Search the listing for the string "instance" and copy every line that contains it.

(Data in this exercise Opens)

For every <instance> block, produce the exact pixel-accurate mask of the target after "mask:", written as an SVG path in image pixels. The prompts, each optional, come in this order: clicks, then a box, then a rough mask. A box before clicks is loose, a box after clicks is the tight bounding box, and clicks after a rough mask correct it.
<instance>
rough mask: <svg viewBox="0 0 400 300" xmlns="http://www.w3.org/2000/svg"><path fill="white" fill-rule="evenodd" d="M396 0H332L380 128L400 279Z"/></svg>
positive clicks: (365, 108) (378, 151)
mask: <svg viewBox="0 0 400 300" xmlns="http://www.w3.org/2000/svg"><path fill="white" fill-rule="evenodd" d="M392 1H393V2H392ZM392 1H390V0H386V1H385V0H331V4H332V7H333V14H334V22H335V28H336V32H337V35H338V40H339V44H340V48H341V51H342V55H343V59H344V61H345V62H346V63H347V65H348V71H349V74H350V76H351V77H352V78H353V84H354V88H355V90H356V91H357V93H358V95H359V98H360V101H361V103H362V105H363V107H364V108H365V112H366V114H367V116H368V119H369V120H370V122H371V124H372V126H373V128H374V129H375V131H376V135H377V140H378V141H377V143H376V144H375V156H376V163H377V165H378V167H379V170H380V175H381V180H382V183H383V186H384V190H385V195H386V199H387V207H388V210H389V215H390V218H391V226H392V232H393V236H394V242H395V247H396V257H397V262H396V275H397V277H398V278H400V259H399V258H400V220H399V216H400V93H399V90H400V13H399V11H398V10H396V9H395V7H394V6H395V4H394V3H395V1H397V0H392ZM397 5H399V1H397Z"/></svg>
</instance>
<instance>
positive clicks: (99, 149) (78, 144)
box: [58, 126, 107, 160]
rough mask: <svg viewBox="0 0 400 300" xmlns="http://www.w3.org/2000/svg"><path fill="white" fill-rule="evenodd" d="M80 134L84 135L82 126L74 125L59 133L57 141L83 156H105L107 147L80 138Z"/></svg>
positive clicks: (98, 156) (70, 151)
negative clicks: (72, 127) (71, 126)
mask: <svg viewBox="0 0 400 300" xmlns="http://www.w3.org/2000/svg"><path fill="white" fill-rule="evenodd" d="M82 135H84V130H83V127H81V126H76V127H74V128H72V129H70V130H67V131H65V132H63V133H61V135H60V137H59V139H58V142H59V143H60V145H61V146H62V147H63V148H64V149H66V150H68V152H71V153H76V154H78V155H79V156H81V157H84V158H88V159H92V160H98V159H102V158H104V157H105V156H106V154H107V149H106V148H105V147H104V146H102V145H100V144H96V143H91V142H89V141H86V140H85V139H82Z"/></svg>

(Data in this exercise Closes)

**Result for this task**
For every <instance> block, produce the exact pixel-accurate mask of the target after "mask:", written as an SVG path in image pixels. The prompts, each optional, come in this order: clicks, then a box, then a rough mask. A box before clicks is loose, a box after clicks is the tight bounding box, and clicks after a rough mask correct it.
<instance>
</instance>
<instance>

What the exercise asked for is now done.